■ ÉNONCÉ DE LA TÂCHE
D'après le texte ci-dessous sur la notation ESG, quelle corrélation moyenne entre les notations ESG des principales agences l'étude du MIT parue en 2019 a-t-elle constatée ?

Longtemps la notation ESG a évolué en toute liberté dans une grande diversité. L’évaluation des entreprises sur des critères environnementaux, sociaux et de gouvernance (ESG) est le fait d’agences spécialisées qui se sont en effet développées, depuis une trentaine d’année, dans un cadre non réglementé et hétérogène. D’une agence à l’autre, les notes attribuées aux sociétés varient sensiblement. Une étude du MIT parue en 2019 a documenté cette diversité de résultats, constatant que la corrélation moyenne entre les notations ESG des principales agences était de 0,61, ce qui est relativement faible si on la compare à la valeur de 0,99 décrivant la corrélation entre les résultats fournis par les principaux pourvoyeurs d’un autre type de notation, plus classique, la notation financière, ou rating de crédit (dont Moody’s et Standard & Poor’s sont les plus connus).

■ DONNÉES EXTRAITES
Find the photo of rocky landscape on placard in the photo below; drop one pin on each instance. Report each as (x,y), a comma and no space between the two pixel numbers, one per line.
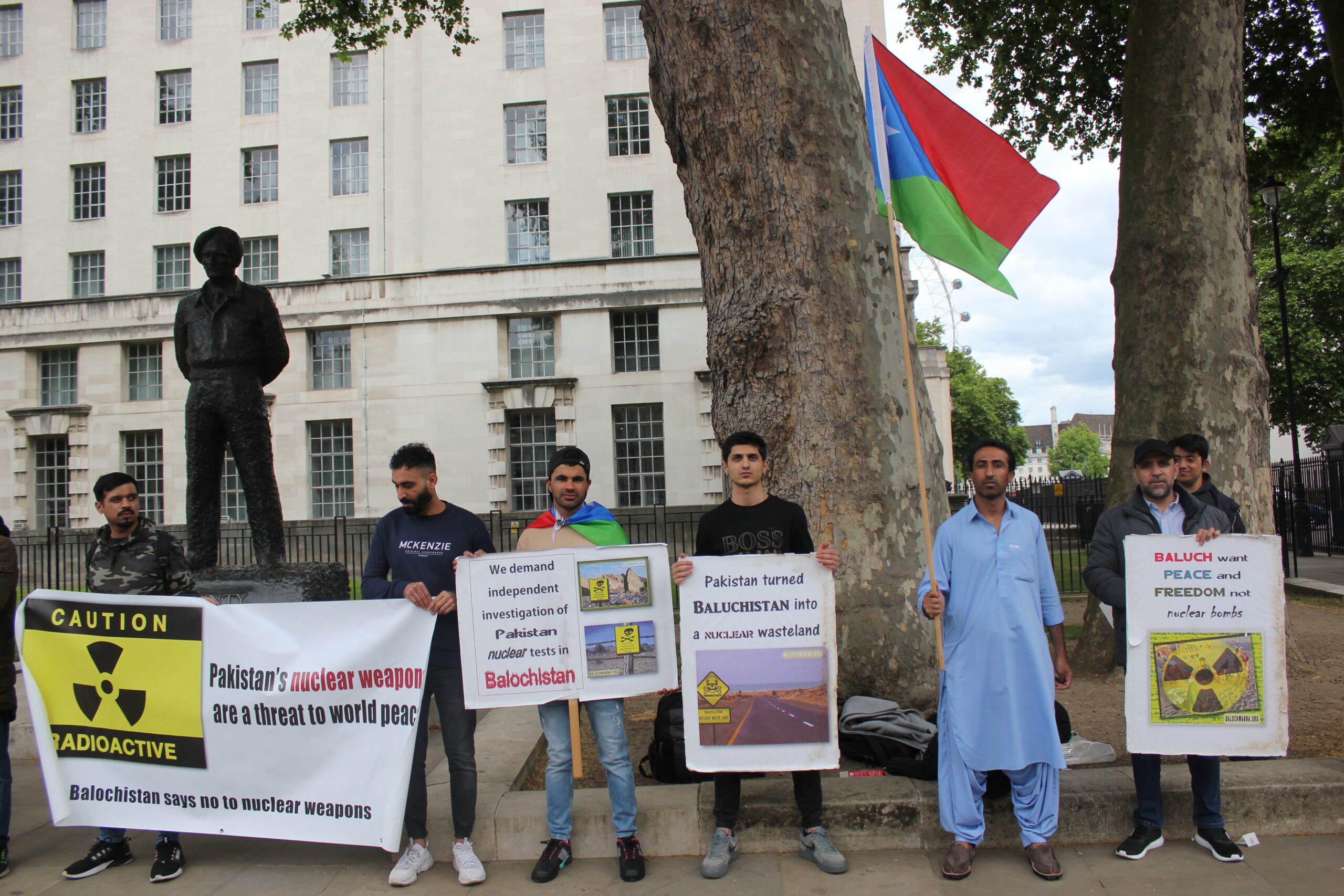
(615,583)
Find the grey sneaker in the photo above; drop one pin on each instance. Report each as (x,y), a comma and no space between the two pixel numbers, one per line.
(723,852)
(817,848)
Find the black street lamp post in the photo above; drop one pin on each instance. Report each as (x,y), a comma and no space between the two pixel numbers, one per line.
(1269,191)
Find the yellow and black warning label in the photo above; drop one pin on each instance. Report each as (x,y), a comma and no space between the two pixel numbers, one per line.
(119,681)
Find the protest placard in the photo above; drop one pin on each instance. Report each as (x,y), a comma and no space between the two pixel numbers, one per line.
(284,721)
(586,624)
(759,664)
(1206,672)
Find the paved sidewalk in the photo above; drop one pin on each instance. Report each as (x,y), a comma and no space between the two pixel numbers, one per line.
(244,867)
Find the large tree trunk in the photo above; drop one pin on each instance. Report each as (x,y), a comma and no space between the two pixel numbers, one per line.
(765,120)
(1187,339)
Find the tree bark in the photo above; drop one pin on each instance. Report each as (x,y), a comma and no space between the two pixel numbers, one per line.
(765,120)
(1187,338)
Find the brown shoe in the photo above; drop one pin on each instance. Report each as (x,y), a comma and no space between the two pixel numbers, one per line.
(958,864)
(1043,861)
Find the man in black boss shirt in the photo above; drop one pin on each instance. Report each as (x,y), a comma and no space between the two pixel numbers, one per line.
(753,522)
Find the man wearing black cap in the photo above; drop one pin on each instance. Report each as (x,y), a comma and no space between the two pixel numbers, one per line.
(1158,507)
(574,523)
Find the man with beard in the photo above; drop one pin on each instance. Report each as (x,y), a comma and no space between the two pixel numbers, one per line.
(418,544)
(996,705)
(572,523)
(1158,507)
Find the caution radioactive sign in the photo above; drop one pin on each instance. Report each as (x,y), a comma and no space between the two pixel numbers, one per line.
(627,640)
(713,688)
(119,681)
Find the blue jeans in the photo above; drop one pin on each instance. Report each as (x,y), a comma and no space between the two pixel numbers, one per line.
(1205,785)
(613,749)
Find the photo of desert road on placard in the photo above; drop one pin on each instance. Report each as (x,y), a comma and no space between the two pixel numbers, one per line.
(762,696)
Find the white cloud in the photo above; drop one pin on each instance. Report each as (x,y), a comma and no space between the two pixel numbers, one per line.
(1054,343)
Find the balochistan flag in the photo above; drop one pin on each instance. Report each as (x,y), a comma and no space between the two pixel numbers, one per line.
(963,191)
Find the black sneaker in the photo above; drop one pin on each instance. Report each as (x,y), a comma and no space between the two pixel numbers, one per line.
(554,858)
(101,855)
(629,859)
(169,861)
(1217,841)
(1140,841)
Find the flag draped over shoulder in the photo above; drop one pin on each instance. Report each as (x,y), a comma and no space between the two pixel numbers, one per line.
(963,191)
(593,522)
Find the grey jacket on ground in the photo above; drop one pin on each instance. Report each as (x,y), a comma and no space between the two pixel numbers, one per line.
(1105,571)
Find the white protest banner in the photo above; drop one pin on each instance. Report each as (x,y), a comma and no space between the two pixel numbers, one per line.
(284,721)
(1206,672)
(586,624)
(759,660)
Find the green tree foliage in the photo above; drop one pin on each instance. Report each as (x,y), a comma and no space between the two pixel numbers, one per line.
(1078,449)
(1311,220)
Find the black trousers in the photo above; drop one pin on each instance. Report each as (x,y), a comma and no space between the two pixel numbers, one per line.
(728,798)
(459,723)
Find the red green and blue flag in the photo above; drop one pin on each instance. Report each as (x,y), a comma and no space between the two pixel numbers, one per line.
(961,191)
(592,520)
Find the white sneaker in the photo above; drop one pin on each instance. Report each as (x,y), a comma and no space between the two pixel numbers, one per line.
(413,863)
(469,868)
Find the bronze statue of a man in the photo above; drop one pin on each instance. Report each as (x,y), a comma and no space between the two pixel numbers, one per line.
(230,344)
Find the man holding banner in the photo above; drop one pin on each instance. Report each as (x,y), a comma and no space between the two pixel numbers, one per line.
(753,522)
(996,707)
(418,544)
(573,523)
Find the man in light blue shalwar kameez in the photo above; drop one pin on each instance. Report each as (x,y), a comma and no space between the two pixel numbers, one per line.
(996,708)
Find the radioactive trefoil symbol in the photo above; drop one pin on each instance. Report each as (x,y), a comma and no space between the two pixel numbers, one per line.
(105,657)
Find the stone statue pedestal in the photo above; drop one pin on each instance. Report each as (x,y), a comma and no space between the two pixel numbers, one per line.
(281,583)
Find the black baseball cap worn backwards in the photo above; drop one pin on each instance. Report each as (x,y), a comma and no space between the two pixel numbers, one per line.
(1151,445)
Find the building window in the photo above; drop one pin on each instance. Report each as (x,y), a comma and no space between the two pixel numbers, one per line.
(90,23)
(350,253)
(524,41)
(627,125)
(640,476)
(174,97)
(331,456)
(260,15)
(11,113)
(175,183)
(11,198)
(524,133)
(144,453)
(261,260)
(330,354)
(350,167)
(172,267)
(261,175)
(529,231)
(11,280)
(233,503)
(51,477)
(531,442)
(90,105)
(261,88)
(144,371)
(635,340)
(174,19)
(90,190)
(632,225)
(531,347)
(87,275)
(350,80)
(625,33)
(11,31)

■ RÉSULTAT OBTENU
Une corrélation moyenne de 0,61.